| PAGE EXTRACT |
=== Section Start ===

Theogene and his wife
By Whitney Webb
On January 19th, 2012, I was climbing a mountain in northern Rwanda, after taking a 3-hour bus ride plus spending an hour on the back of a motorcycle. I was covered in dirt, smiling, and on my way to meet Theogene, a borrower of a loan provided by Vision Finance Company and Kiva. My job was to interview him and verify an $800 loan that allowed him to buy and raise goats.

“Raising Financially Fit Families” event in Dubai
Exactly one year later, in January 2013, I found myself flying first class on Emirates Airline to meet with a group of wealthy families in Dubai. I was sipping champagne, still smiling, but contemplating how I had gotten to this moment. My assignment was to run a session on financial fluency and raising financially responsible families.
What led me from working with the poorest of the poor to the wealthiest people in the world? On a basic level, the common thread was finance. But during the heartbreaking decision to leave Rwanda and Kiva in order to work in Santa Barbara with Independent Means and Camp Start-Up, I have realized the end goals of these organizations are, in fact, the same. Regardless of where we fall on the economic spectrum, we are all trying to utilize our resources, opportunities, and hopes in the best ways possible—to make a better world for ourselves and others.

Visiting a group of client borrowers (and trying to not be so tall!)
When it comes to capital, the lesson I learn over and over is that it’s not just about the money. Yes, some form of capital is needed to propel us forward, but that can be in the form of human, social, intellectual, or financial capital. This idea is at the core of the microfinance model. No collateral? Tap into your social capital and band together with your friends and neighbors to qualify for a group loan.

=== Section End ===

| GIVEN INFORMATION |

=== Section Start ===

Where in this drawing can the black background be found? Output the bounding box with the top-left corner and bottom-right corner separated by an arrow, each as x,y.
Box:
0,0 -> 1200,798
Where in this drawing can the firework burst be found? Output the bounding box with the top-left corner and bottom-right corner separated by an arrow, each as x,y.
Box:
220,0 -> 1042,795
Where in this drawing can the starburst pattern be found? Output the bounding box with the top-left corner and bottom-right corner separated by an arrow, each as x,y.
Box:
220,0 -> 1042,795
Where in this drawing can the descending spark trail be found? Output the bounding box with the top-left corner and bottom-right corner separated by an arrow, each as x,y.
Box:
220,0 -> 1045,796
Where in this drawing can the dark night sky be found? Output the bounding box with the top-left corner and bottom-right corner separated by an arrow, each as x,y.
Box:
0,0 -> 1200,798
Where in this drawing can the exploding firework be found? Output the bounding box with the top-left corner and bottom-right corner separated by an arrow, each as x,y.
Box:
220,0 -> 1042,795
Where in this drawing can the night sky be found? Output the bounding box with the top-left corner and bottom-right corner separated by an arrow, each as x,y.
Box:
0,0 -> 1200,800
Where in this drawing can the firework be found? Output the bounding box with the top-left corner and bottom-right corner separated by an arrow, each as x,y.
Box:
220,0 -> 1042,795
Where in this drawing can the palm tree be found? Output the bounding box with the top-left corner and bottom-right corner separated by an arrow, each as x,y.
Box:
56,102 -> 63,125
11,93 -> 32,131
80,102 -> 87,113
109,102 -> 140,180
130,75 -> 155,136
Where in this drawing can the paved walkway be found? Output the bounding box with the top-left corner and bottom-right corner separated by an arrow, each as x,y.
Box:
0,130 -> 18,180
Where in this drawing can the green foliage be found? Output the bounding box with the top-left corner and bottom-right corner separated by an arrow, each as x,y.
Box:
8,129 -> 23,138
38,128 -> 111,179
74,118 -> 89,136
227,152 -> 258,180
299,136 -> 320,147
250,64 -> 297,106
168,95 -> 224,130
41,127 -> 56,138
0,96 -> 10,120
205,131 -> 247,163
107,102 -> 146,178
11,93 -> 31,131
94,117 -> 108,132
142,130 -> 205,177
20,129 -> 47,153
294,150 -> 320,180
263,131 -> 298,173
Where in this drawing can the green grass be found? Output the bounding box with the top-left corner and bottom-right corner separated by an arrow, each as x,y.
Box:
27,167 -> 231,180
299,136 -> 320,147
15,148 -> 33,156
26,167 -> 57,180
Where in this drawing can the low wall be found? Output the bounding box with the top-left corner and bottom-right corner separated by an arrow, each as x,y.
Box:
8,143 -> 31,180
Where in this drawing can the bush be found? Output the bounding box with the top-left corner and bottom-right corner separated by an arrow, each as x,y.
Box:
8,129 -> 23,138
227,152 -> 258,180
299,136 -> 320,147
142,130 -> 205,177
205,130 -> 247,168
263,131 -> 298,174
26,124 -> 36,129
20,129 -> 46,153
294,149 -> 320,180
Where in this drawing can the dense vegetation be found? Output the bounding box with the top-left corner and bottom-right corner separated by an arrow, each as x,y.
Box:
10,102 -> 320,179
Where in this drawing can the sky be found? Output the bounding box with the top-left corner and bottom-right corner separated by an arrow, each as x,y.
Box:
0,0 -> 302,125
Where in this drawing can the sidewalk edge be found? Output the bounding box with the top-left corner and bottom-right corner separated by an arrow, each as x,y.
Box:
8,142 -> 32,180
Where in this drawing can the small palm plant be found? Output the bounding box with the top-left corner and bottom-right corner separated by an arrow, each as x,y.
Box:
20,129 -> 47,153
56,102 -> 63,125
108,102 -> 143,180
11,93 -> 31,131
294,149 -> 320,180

=== Section End ===

| TASKS |
A. In the microfinance essay, what did Theogene's $800 loan let him do?
B. Go on with the microfinance essay from where it stops.

| EXERCISE RESPONSES |
A. Buy and raise goats.

B.
But it is also at the heart of managing abundance. Have a few hundred million dollars at your disposal? Tap your intellectual and human capital to make sure you use it wisely and make real impact. Leverage your education to handle the extreme responsibilities and expectations of wealth; count on family and friends and be deeply conscious of your values as you make choices and decisions that will affect the stewardship of your resources—and your potential to actually change the world.

Happy and hopeful kids. Guess which one probably hadn’t seen a camera before…
I can’t reasonably say that the clients I work with in Dubai or Santa Barbara face challenges equal to those in Rwanda. The issue of feeding your family is more imminent and the consequences more dire than the issue of managing your funds well for the next generation. However, the strategies we use to tackle our issues, and the dreams we have for ourselves and our children, are eerily similar across the globe. In the end, I believe we are bound together by the shared qualities of compassion for one another, a willingness to leverage resources for a successful life, and a sustaining hope for the future.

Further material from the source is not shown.